Referring expression data:
··········

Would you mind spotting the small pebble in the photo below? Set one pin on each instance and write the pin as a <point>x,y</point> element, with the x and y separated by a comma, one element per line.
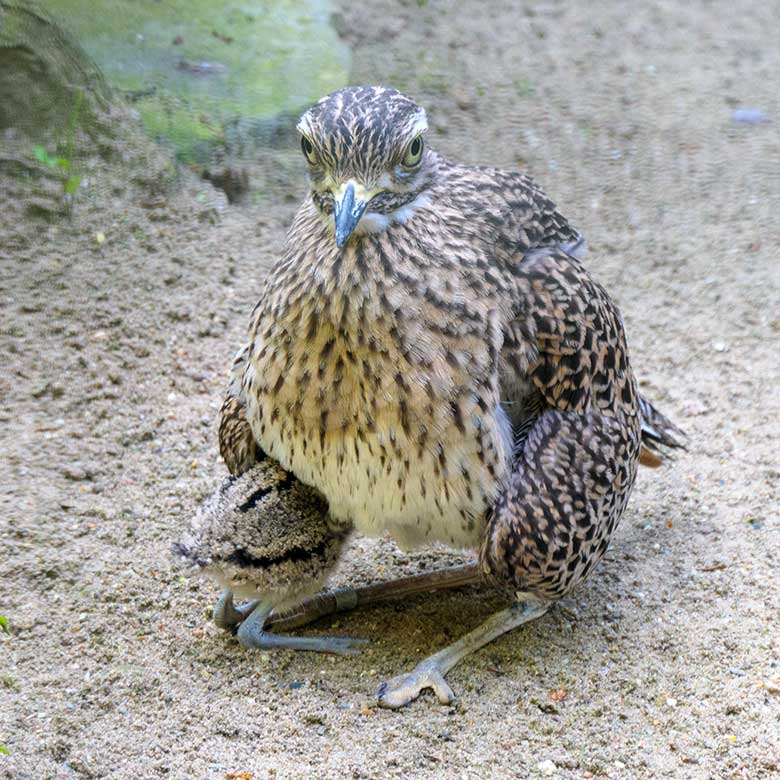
<point>547,767</point>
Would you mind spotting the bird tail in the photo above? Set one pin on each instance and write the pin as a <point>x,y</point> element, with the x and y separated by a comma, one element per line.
<point>659,435</point>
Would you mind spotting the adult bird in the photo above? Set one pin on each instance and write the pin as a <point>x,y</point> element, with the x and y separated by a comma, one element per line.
<point>431,355</point>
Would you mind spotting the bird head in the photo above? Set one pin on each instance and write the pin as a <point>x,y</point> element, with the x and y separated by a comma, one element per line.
<point>367,159</point>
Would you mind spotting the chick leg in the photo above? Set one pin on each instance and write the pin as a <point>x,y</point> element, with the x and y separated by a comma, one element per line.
<point>251,633</point>
<point>430,673</point>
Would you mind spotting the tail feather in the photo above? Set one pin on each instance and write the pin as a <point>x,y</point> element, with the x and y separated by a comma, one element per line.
<point>659,434</point>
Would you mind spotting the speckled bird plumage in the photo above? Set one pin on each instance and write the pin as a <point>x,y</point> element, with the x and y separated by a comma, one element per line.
<point>265,535</point>
<point>452,373</point>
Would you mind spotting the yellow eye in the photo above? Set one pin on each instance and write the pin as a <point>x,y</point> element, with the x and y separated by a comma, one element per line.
<point>414,153</point>
<point>308,150</point>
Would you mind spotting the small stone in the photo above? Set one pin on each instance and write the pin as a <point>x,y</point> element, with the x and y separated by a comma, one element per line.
<point>547,767</point>
<point>75,473</point>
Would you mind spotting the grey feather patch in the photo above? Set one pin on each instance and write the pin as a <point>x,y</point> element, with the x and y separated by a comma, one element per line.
<point>264,534</point>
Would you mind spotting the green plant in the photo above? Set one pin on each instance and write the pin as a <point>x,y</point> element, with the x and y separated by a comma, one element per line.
<point>63,160</point>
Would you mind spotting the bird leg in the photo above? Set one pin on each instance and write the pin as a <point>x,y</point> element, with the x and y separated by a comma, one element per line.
<point>227,615</point>
<point>348,598</point>
<point>430,673</point>
<point>250,619</point>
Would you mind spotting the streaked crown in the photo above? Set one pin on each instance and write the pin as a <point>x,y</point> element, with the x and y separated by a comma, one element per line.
<point>362,132</point>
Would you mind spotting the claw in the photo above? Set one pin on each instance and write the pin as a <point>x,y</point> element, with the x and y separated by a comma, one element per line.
<point>405,688</point>
<point>250,636</point>
<point>226,615</point>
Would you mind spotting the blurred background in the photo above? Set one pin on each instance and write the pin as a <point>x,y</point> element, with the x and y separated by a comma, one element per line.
<point>149,167</point>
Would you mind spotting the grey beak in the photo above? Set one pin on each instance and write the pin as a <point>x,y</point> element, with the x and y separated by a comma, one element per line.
<point>347,214</point>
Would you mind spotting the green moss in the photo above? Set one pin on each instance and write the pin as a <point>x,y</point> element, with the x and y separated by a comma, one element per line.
<point>191,66</point>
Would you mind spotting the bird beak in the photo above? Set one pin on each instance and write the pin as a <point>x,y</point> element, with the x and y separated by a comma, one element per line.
<point>350,203</point>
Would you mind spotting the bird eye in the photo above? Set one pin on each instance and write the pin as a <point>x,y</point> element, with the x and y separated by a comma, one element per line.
<point>414,153</point>
<point>308,150</point>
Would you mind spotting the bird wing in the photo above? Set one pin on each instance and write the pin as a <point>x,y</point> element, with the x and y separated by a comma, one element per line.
<point>565,347</point>
<point>568,339</point>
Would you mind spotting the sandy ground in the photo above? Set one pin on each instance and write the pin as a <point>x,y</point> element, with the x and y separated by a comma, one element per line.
<point>667,662</point>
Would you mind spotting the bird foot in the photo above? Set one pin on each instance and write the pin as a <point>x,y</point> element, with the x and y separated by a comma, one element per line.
<point>405,688</point>
<point>227,615</point>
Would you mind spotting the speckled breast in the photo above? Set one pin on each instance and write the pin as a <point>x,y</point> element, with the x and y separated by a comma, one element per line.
<point>359,389</point>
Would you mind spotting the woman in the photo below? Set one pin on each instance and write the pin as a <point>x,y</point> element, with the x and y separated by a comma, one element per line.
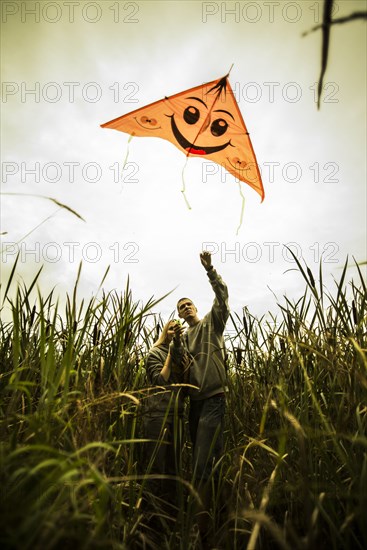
<point>166,364</point>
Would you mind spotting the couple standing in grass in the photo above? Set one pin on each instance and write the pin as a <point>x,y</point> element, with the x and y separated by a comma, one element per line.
<point>195,357</point>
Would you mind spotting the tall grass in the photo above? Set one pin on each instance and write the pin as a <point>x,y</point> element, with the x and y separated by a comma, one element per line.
<point>72,392</point>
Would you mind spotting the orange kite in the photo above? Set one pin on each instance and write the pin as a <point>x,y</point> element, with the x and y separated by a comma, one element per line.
<point>204,121</point>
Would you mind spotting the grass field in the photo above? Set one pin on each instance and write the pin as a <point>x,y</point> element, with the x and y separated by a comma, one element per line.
<point>72,391</point>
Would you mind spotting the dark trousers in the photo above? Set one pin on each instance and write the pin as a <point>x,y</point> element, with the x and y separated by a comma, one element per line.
<point>164,453</point>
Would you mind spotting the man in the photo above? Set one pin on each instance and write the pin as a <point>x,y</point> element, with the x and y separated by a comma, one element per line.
<point>204,341</point>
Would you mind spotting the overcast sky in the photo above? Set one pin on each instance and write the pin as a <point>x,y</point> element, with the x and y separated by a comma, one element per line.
<point>68,67</point>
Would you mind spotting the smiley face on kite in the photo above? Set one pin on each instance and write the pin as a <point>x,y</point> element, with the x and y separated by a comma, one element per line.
<point>204,121</point>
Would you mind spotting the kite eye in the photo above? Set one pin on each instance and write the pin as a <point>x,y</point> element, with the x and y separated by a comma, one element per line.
<point>218,127</point>
<point>146,120</point>
<point>191,115</point>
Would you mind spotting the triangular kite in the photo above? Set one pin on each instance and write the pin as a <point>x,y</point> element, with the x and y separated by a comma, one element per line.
<point>204,121</point>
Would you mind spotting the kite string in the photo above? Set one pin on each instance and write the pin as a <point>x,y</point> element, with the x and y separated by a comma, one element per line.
<point>125,159</point>
<point>242,207</point>
<point>184,186</point>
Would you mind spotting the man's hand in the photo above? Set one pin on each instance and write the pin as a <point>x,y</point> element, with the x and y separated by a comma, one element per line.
<point>206,260</point>
<point>178,332</point>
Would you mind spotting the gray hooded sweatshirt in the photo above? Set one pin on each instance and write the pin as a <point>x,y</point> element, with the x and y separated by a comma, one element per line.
<point>205,343</point>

··········

Required work:
Print the records again exactly. Skip every picture.

Result of the task:
Would you mind spotting the small pebble in the photo below? Set one pin on each instance and write the pin as a <point>x,y</point> element, with the x and y separated by a comma, one element per line.
<point>547,767</point>
Would you mind spotting the bird tail in the photo above? Set one pin on each instance and write the pin as a <point>x,y</point> element, with the x and y separated by a comma, one element per line.
<point>659,435</point>
Would you mind spotting the adult bird in the photo above? Set one pin on each instance and write the pin as a <point>x,y</point> element, with the x and y separated by a comma, one element per line.
<point>431,355</point>
Would you mind spotting the bird head in the photo above? Set one pin on each instance and write the pin as a <point>x,y</point> element, with the x and y separated by a comma, one element per line.
<point>367,159</point>
Would you mind spotting the chick leg in the photo above? Set one pin on each instance and write the pin as a <point>x,y</point> element, with the x and y separated by a comma, one element per line.
<point>251,633</point>
<point>430,673</point>
Would you mind spotting the tail feather in the photo above? Set one pin on each instance and write the pin as a <point>x,y</point> element, with the x and y separated by a comma, one element per line.
<point>659,434</point>
Would you mind spotting the speckled bird plumage in the photo above? Set one pin on each instance and write the pin as a <point>x,y</point> element, with the x and y separated by a comma, one element per line.
<point>265,535</point>
<point>452,373</point>
Would you mind spotting the yellow eye in the photo above? Set one pin on each instance and write the pin as a <point>x,y</point> element, with the x and y separated by a comma, one element per line.
<point>414,153</point>
<point>308,150</point>
Would you mind spotting the small stone in the photo above? Set one pin on each instance and write the pin as a <point>x,y</point> element, with the x and y separated by a comma, one element per line.
<point>547,767</point>
<point>75,473</point>
Would you mind spotting the grey feather patch in the photo above? Set one pin on each instance and write the pin as a <point>x,y</point> element, with the x and y separated by a comma, one element per line.
<point>264,534</point>
Would you mind spotting the green plant in the photo above? Set one pin on each instance and write the pin as a <point>x,y</point> element, with the x and y separated by a comma, one element per line.
<point>63,160</point>
Would you mind spotting the bird leg in the photo above? Set one pin on each instance and write the pin as a <point>x,y</point> element, with the x and y separated by a comma, one element per line.
<point>227,615</point>
<point>348,598</point>
<point>430,673</point>
<point>250,619</point>
Would you mind spotting the streaked crown in the photo above? Set one pin on each instance and write the pin as a <point>x,y</point> element, with the x and y separated by a comma, one element per line.
<point>362,132</point>
Would you mind spotting the claw in the photo above? Set one pin on each instance and write the pin as a <point>x,y</point> element, with the x and y separated by a comma, one element per line.
<point>405,688</point>
<point>250,636</point>
<point>226,615</point>
Would you mind spotting the blurred background in the photo above? Set one pin on each instance and write the pin as a <point>x,y</point> element, with the x and y separated by a comma, one element per line.
<point>149,167</point>
Would you mind spotting the grey beak in the photo above? Set one pin on each instance and write the pin as a <point>x,y</point> element, with the x and y separated by a comma, one element per line.
<point>347,214</point>
Would you mind spotting the green moss in the photo above? Set one pin on each instance and write the pin as a <point>x,y</point> element, with the x and y separated by a comma, one element per line.
<point>191,66</point>
Would you mind spotting the bird beak in the photo above? Set one pin on each instance and write the pin as a <point>x,y</point> element, with the x and y separated by a comma, one element per line.
<point>350,203</point>
Would you mind spotting the bird eye in the photo above? Set one pin on each instance and write the pin as a <point>x,y</point> element, with the x and y separated by a comma, one element per line.
<point>414,153</point>
<point>308,150</point>
Would you mind spotting the bird wing in the photo above? Set one pin on each instance and write the pin as a <point>x,y</point> element, with the x and y separated by a comma, one element per line.
<point>565,347</point>
<point>568,339</point>
Would you mind spotting the sandy ground in the photo above? Set one pin on each instance and write the pin as a <point>x,y</point> element, with the x and y separated by a comma, one element per line.
<point>667,662</point>
Would you mind spotting the bird foot in the photo above? Set one pin on each instance and write the pin as a <point>x,y</point> element, with the x and y separated by a comma, one element per line.
<point>405,688</point>
<point>227,615</point>
Would you mind spotting the speckled breast in the photo above? Set one pin on each instance and write the pin as a <point>x,y</point> element, with the x and y separated by a comma, one element per line.
<point>359,389</point>
Would you mind spotting the woman in the photo below? Set one pin on each instance and write the pin as a <point>x,y</point> element, with the x and y separated by a comma, one element per line.
<point>166,364</point>
Would you mind spotting the couple standing in grass in the photo above? Set one pin on each instance and write the pin as a <point>x,y</point> element, with the x and y separated by a comma, one element per line.
<point>195,357</point>
Would you mind spotting the tall grass in the photo above? Set one pin on each instance and write the pin as a <point>x,y</point> element, with the x and y separated by a comma, one element per line.
<point>72,392</point>
Would you mind spotting the orange kite in the photo above? Set one pin on each instance and write the pin as a <point>x,y</point> element, with the x and y separated by a comma, one element per line.
<point>204,121</point>
Would you mind spotting the grass field in the photo above? Set one pin on each instance and write the pin as a <point>x,y</point> element, with the x and y separated by a comma, one element per line.
<point>72,391</point>
Would you mind spotting the dark trousers in the photo above? Set one pin on each instance and write the pin as a <point>x,y</point> element, with the x and y separated by a comma, one element per line.
<point>164,453</point>
Would you mind spotting the man in the photo above? Set one pin on each instance and write the pin as a <point>x,y</point> element, with the x and y separated by a comma, one element per line.
<point>204,341</point>
Would you mind spotting the overcast sky in the photo above? Set one pin on each instance and write the pin as a <point>x,y</point> element, with the x and y separated by a comma, one element per line.
<point>68,67</point>
Would you mind spotting the smiley face on kite in the photo above? Set one pin on each instance and write the pin as a <point>x,y</point> element, with the x and y separated by a comma, one element per line.
<point>204,121</point>
Would you mind spotting the kite eye in the photo above? Set one pin on each instance and write the pin as a <point>x,y</point> element, with the x and y separated by a comma, one element per line.
<point>218,127</point>
<point>146,120</point>
<point>191,115</point>
Would you mind spotting the triangular kite in the photo above? Set one pin on each instance and write the pin as a <point>x,y</point> element, with the x and y separated by a comma, one element per line.
<point>204,121</point>
Would you mind spotting the kite string in the photo above? Set one pin on each instance and write the pin as a <point>x,y</point> element, with the x and y separated by a comma, one element per line.
<point>125,159</point>
<point>242,207</point>
<point>184,186</point>
Would you mind spotting the man's hand in the photo above? Set one pin on each instance and write the pin as a <point>x,y</point> element, with the x and y separated by a comma, one element per line.
<point>206,260</point>
<point>178,332</point>
Would you mind spotting the gray hooded sweatshirt in the photo above? Set one pin on each instance and write the pin as a <point>x,y</point> element, with the x and y separated by a comma, one element per line.
<point>205,343</point>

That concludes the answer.